Prompt >>
Reproduce each of the following items verbatim, line for line, with no changes.

Data extract >>
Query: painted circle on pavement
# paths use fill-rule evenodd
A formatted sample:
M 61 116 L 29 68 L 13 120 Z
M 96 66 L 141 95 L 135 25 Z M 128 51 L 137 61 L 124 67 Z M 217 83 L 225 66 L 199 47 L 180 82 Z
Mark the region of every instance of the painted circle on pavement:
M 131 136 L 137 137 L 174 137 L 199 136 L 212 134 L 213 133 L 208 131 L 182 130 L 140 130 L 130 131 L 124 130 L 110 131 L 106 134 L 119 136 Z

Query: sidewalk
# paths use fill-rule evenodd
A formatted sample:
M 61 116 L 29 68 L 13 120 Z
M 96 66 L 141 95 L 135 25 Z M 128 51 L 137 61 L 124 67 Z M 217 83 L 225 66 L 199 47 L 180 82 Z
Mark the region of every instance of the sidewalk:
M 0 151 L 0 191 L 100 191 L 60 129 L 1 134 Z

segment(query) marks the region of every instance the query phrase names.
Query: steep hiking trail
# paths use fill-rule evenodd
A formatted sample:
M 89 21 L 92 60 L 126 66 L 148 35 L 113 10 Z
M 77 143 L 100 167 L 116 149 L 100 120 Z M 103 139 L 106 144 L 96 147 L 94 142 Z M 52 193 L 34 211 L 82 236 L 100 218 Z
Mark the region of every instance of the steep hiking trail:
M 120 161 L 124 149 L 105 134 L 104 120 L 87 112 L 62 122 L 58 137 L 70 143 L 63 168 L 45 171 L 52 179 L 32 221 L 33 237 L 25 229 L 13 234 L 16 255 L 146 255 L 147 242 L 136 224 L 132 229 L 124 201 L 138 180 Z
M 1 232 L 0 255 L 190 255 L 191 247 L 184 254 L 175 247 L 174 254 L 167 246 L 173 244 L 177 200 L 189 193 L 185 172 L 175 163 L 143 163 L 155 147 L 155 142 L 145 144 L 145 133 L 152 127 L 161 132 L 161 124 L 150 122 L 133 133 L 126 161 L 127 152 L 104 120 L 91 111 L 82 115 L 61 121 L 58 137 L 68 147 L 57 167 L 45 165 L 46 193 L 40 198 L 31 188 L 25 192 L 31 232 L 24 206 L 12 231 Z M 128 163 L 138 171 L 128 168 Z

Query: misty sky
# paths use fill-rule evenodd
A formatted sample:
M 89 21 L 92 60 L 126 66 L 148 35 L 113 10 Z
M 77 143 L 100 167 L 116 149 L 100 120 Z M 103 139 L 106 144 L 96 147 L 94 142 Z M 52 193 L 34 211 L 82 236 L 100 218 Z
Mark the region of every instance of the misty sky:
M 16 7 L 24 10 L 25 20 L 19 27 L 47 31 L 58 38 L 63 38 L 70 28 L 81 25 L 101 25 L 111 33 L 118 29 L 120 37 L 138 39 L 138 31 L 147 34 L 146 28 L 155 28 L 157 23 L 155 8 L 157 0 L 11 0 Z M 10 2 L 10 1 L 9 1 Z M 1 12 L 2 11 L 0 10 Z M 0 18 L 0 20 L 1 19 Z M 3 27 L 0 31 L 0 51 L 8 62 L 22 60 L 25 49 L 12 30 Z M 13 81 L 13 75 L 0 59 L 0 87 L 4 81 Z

Response for this exercise >>
Query: painted circle on pavement
# paths use fill-rule evenodd
A formatted sample:
M 61 116 L 29 68 L 13 120 Z
M 96 66 L 141 95 L 135 25 Z M 128 51 L 137 61 L 124 67 Z M 217 83 L 225 66 L 199 47 L 180 82 Z
Mark the region of every instance of the painted circle on pavement:
M 131 136 L 137 137 L 174 137 L 199 136 L 212 134 L 213 133 L 208 131 L 182 130 L 140 130 L 130 131 L 124 130 L 110 131 L 106 134 L 119 136 Z

Query: sidewalk
# paths use fill-rule evenodd
A formatted sample:
M 61 116 L 29 68 L 13 120 Z
M 96 66 L 141 95 L 135 25 Z M 128 51 L 137 61 L 124 67 Z M 217 83 L 225 66 L 199 47 L 180 82 Z
Mark the region of every instance of the sidewalk:
M 0 151 L 0 191 L 100 191 L 60 129 L 1 134 Z

segment(query) marks the region of every instance the query phrase names.
Query: steep hiking trail
# paths use fill-rule evenodd
A formatted sample:
M 89 21 L 92 60 L 126 66 L 148 35 L 113 10 Z
M 77 143 L 100 167 L 116 149 L 100 120 Z M 103 139 L 106 144 L 96 147 L 94 142 Z M 52 193 L 34 211 L 82 236 L 100 218 Z
Mark the region of every instance of the steep hiking trail:
M 120 161 L 124 149 L 105 134 L 104 120 L 87 112 L 62 122 L 58 137 L 70 143 L 63 168 L 45 171 L 52 179 L 32 221 L 33 237 L 25 229 L 13 234 L 16 255 L 146 255 L 147 242 L 136 224 L 132 229 L 124 201 L 138 180 Z
M 1 232 L 0 255 L 190 255 L 191 247 L 184 254 L 175 247 L 174 254 L 167 246 L 173 244 L 177 200 L 189 193 L 185 172 L 175 163 L 143 163 L 155 147 L 155 142 L 145 144 L 145 133 L 152 127 L 161 132 L 161 124 L 150 122 L 133 133 L 126 161 L 127 152 L 104 120 L 91 111 L 82 115 L 61 121 L 58 137 L 68 147 L 57 167 L 45 165 L 46 193 L 40 198 L 31 188 L 25 192 L 31 232 L 24 206 L 12 231 Z M 128 163 L 138 171 L 128 168 Z

Query: misty sky
# paths use fill-rule evenodd
A formatted sample:
M 89 21 L 92 60 L 126 66 L 148 35 L 113 10 Z
M 77 143 L 100 167 L 116 149 L 100 120 Z M 103 139 L 106 144 L 96 147 L 94 142 Z M 52 193 L 34 211 L 82 236 L 100 218 Z
Mark the region of every instance of the misty sky:
M 16 7 L 24 10 L 25 20 L 19 27 L 47 31 L 58 38 L 63 38 L 70 28 L 81 25 L 101 25 L 111 33 L 118 29 L 120 37 L 138 39 L 138 31 L 147 34 L 146 28 L 155 28 L 157 23 L 155 8 L 157 0 L 11 0 Z M 10 2 L 10 1 L 9 1 Z M 1 12 L 2 11 L 0 10 Z M 0 18 L 0 20 L 1 19 Z M 3 27 L 0 31 L 0 51 L 8 62 L 22 60 L 25 49 L 12 30 Z M 13 81 L 13 75 L 0 59 L 0 87 L 4 81 Z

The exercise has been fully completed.